## Begin Recorded data

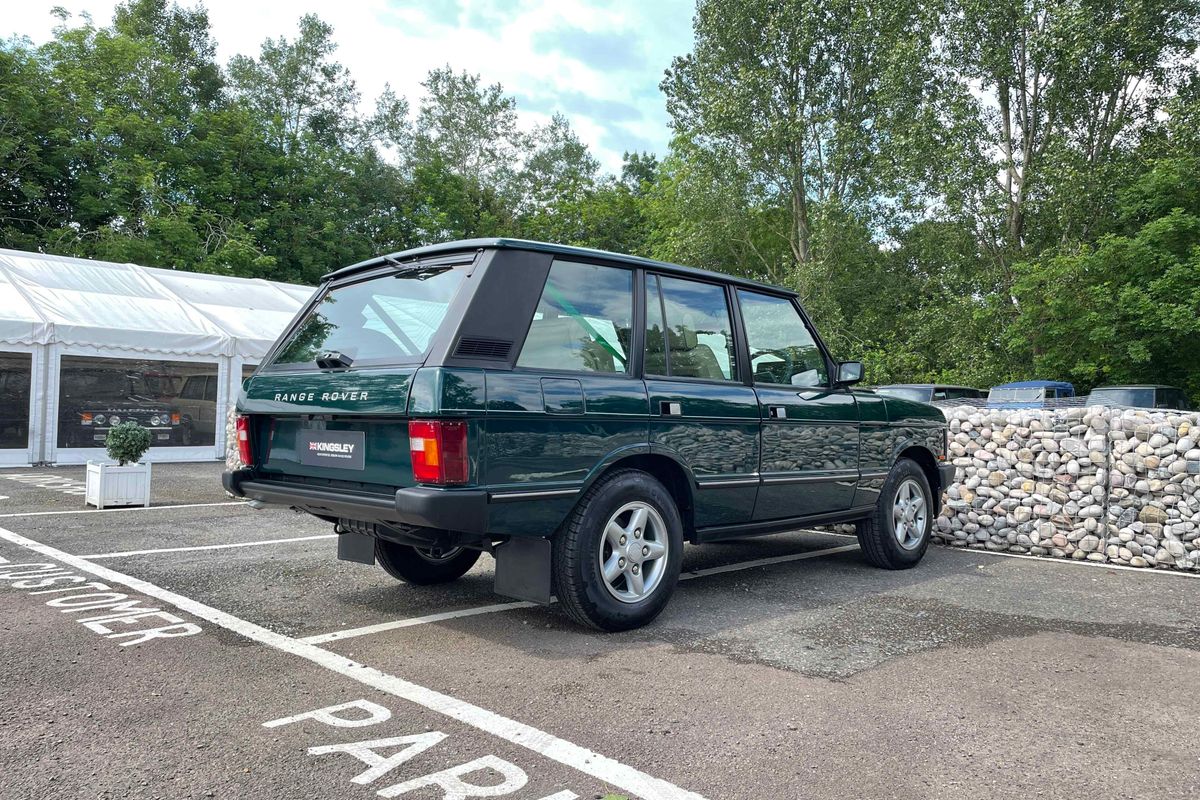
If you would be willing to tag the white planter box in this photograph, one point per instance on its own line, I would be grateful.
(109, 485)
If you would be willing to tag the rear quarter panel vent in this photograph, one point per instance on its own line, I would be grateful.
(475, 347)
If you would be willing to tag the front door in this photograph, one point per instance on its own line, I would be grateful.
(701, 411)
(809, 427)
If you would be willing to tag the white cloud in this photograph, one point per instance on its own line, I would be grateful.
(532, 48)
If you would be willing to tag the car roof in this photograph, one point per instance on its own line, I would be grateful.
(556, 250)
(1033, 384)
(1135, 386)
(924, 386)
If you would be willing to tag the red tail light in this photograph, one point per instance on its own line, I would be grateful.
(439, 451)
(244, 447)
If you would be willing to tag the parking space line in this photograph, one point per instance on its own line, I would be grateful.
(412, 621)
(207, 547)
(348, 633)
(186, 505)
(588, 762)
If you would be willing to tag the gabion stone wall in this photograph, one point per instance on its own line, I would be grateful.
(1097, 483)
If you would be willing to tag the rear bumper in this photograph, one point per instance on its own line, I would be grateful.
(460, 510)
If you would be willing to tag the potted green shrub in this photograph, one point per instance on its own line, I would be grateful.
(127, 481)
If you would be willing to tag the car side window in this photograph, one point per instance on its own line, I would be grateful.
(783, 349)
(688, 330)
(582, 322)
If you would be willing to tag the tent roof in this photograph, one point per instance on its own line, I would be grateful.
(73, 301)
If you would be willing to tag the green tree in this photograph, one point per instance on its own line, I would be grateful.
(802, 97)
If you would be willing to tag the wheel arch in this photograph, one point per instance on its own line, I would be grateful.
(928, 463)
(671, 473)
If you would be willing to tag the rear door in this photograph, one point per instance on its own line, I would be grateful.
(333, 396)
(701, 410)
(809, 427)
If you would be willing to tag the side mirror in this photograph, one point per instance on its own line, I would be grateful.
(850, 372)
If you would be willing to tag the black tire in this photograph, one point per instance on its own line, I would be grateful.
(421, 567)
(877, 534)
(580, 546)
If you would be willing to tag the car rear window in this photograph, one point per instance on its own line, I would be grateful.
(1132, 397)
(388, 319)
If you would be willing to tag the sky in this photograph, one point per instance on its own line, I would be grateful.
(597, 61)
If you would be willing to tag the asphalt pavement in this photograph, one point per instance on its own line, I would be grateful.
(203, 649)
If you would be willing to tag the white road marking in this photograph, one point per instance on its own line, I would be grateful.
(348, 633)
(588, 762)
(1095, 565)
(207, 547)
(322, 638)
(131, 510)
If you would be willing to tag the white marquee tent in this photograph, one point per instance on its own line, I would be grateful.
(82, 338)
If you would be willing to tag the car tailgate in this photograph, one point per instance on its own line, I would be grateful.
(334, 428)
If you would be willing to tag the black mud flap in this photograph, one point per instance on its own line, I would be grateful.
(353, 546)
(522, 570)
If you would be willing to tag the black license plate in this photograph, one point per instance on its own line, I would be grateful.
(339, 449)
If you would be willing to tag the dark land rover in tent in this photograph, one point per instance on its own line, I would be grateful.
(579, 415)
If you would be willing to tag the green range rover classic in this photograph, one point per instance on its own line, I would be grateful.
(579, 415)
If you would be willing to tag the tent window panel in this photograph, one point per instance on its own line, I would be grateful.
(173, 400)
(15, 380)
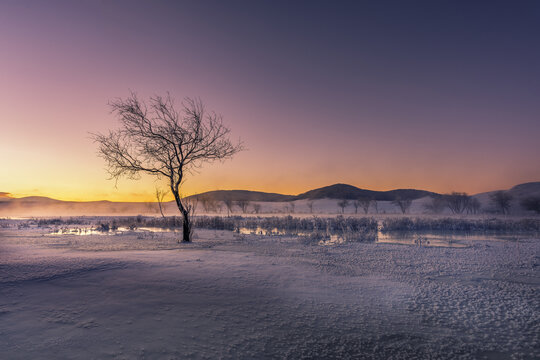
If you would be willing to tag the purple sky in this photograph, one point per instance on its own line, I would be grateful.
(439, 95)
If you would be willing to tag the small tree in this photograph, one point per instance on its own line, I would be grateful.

## End Recorded data

**Goal of the exercise:** Please rewrite everything from the line containing "If you would be willing to tag the rear quarter" down to the line containing "(1097, 483)", both included and with each entry's wording kept, and scale every coordinate in the answers by 1.1, rounding to whole numbers with halves going up. Give only those lines.

**Response below:**
If you would be willing to tag the rear quarter panel vent in this photograph, one point per instance on its own line, I would be grateful.
(523, 382)
If you would be willing to tag the front door in this photograph, one point per instance on its own line, I would be grateful.
(771, 452)
(890, 470)
If you would be willing to tag the white cloud in this photograph, one point per instance on its own line, I would be grateful.
(585, 53)
If you would be willing to tag the car roof in this photograph, one point per instance on its own line, I would be grateful.
(612, 275)
(1136, 422)
(1249, 425)
(1016, 425)
If you would be willing to tag the red tail light in this photograph, one point per instance on its own line, I would be grateful.
(483, 496)
(268, 492)
If you would be willing to tag the parking space line in this photograph, one point per instance on its own line, I would be grateful.
(453, 683)
(228, 602)
(383, 696)
(205, 556)
(647, 838)
If you would be willing to tag the gabion stone wall in this photograph, one point per instance on its own line, I would be grateful.
(1207, 531)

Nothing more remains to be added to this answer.